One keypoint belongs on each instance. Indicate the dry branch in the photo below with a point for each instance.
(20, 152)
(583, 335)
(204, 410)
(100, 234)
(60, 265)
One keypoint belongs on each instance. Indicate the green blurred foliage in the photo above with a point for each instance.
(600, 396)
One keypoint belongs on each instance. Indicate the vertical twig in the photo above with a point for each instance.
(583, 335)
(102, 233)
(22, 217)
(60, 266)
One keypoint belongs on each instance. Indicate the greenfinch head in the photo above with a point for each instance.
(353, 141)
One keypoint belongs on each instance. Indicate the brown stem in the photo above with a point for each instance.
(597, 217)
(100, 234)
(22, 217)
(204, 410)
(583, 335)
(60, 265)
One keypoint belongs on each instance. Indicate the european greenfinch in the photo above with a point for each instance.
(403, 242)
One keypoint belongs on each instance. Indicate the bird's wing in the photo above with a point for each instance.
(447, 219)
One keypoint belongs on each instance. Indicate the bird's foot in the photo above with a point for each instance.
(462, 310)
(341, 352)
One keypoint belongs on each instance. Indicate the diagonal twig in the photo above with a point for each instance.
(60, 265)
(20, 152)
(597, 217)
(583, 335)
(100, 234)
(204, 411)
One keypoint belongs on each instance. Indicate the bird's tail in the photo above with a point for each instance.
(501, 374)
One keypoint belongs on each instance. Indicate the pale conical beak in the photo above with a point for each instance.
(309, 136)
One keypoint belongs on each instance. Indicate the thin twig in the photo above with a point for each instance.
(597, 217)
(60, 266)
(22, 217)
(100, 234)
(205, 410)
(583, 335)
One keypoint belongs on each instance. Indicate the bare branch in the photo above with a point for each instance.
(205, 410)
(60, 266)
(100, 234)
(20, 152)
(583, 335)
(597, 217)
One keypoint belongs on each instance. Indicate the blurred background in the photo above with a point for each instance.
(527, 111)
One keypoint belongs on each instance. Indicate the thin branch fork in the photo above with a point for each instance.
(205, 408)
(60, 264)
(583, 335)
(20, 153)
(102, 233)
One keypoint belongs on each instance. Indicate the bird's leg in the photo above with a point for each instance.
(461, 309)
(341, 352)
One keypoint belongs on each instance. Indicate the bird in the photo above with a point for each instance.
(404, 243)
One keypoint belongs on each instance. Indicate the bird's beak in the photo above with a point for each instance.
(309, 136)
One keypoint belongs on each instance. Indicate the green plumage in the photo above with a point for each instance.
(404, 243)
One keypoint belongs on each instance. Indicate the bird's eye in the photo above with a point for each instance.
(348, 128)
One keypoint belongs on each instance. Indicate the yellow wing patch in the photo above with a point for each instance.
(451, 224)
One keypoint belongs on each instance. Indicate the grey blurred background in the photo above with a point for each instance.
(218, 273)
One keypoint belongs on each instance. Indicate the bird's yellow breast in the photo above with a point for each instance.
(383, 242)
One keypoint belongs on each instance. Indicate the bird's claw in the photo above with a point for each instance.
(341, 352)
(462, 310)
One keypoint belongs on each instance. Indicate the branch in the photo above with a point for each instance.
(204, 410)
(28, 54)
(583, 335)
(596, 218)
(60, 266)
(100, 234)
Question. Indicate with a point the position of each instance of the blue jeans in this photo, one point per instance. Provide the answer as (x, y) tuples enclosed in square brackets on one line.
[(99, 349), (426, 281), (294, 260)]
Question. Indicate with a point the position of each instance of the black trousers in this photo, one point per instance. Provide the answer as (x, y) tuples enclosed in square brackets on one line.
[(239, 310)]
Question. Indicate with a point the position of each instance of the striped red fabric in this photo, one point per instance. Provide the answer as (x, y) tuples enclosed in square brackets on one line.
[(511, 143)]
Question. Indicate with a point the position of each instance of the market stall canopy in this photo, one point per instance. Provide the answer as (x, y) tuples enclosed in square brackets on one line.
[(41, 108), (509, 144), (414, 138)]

####################

Task goal: Please repeat the whole listing above, keeping every line exactly as it reads.

Solution for this exercise:
One keypoint belongs on each instance. Indicate the dry branch in the photo below with a point for each instance.
(20, 152)
(583, 335)
(204, 410)
(100, 234)
(60, 265)
One keypoint belongs on each instance. Indicate the green blurred foliage in the photo above with a point for each instance.
(600, 396)
One keypoint belongs on each instance. Indicate the vertical twig in the photo above with a point for each instance.
(583, 335)
(102, 233)
(22, 217)
(60, 266)
One keypoint belongs on each instance. Indicate the greenfinch head in the photo above with a point for each instance.
(353, 141)
One keypoint belongs on each instance. Indicate the brown stem in the photo above with a point for each instance.
(597, 217)
(100, 234)
(22, 217)
(204, 410)
(583, 335)
(60, 265)
One keypoint belongs on each instance. Indicate the european greenfinch in the photo above with a point for each instance.
(403, 242)
One keypoint belongs on each instance. Indicate the bird's wing in the photo above with a point for each instance.
(447, 219)
One keypoint belongs on each instance. Indicate the bird's foot in the photo above with a point for each instance.
(462, 310)
(341, 352)
One keypoint belongs on each instance. Indicate the diagonal twig in the photo above with a point for each instance.
(60, 265)
(20, 152)
(597, 217)
(583, 335)
(100, 234)
(204, 411)
One keypoint belongs on each instance. Indicate the bird's tail in the photo above with a point for each instance.
(501, 374)
One keypoint belongs on each instance. Indicate the pale conical beak in the photo above with a point for each instance.
(309, 136)
One keypoint belongs on each instance. Indicate the thin twig in the photo above with a point for each instance.
(597, 217)
(60, 266)
(22, 217)
(100, 234)
(205, 410)
(583, 335)
One keypoint belongs on each instance. Indicate the bare branch in the photo above with a point for each instance.
(205, 410)
(60, 266)
(100, 234)
(20, 152)
(583, 335)
(597, 217)
One keypoint belongs on each instance. Indicate the blurred background in the photo above with a point for each instance.
(527, 111)
One keypoint belongs on each instance. Indicate the thin branch fork in the photo above with a point for each instance.
(205, 408)
(60, 264)
(583, 335)
(20, 153)
(102, 233)
One keypoint belongs on each instance. Indicate the bird's leg in the photo above with a point for each instance.
(461, 309)
(341, 352)
One keypoint belongs on each instance. Indicate the bird in the photo above with a point for each instance.
(404, 243)
One keypoint belongs on each instance. Indicate the bird's beak in the photo above with a point for each instance.
(309, 136)
One keypoint belongs on each instance. Indicate the green plumage in the photo above with a point for each instance.
(404, 243)
One keypoint belongs on each instance. Indicate the bird's eye in the photo above with a point for each instance.
(348, 128)
One keypoint belongs on each instance. Indicate the yellow wing patch in the photo above with a point for each instance.
(451, 224)
One keypoint belongs on each instance. Indicate the grey blurred background in the photo above with a point for each instance.
(218, 273)
One keypoint belongs on each instance. Indicate the bird's yellow breast in the photo above with a point for each instance.
(383, 242)
One keypoint belongs on each instance. Indicate the bird's claw in the photo above with a point for each instance.
(341, 352)
(462, 310)
One keypoint belongs on each instance. Indicate the branch in the photo above with a point for each instance.
(204, 410)
(28, 54)
(583, 335)
(596, 218)
(60, 266)
(100, 234)
Question. Indicate with a point the position of each instance of the blue jeans in this photo, one point per instance. Provide the answer as (x, y) tuples enclosed in square brackets on one line.
[(99, 349), (426, 281), (294, 260)]
Question. Indicate with a point the position of each instance of the black trousers in this photo, one point per instance. Provide the answer as (x, y) tuples enclosed in square brackets on one line.
[(239, 310)]
Question. Indicate with a point the position of each instance of the striped red fabric in this photo, one point per instance. Provide the answer as (x, y) tuples enclosed in square brackets on one line.
[(511, 143)]
Question. Indicate with a point the position of each instance of the market stall canopy in this photo, one point per instance. Provide the answer as (x, y) tuples enclosed in square brackets on one line.
[(41, 108), (509, 144), (414, 138)]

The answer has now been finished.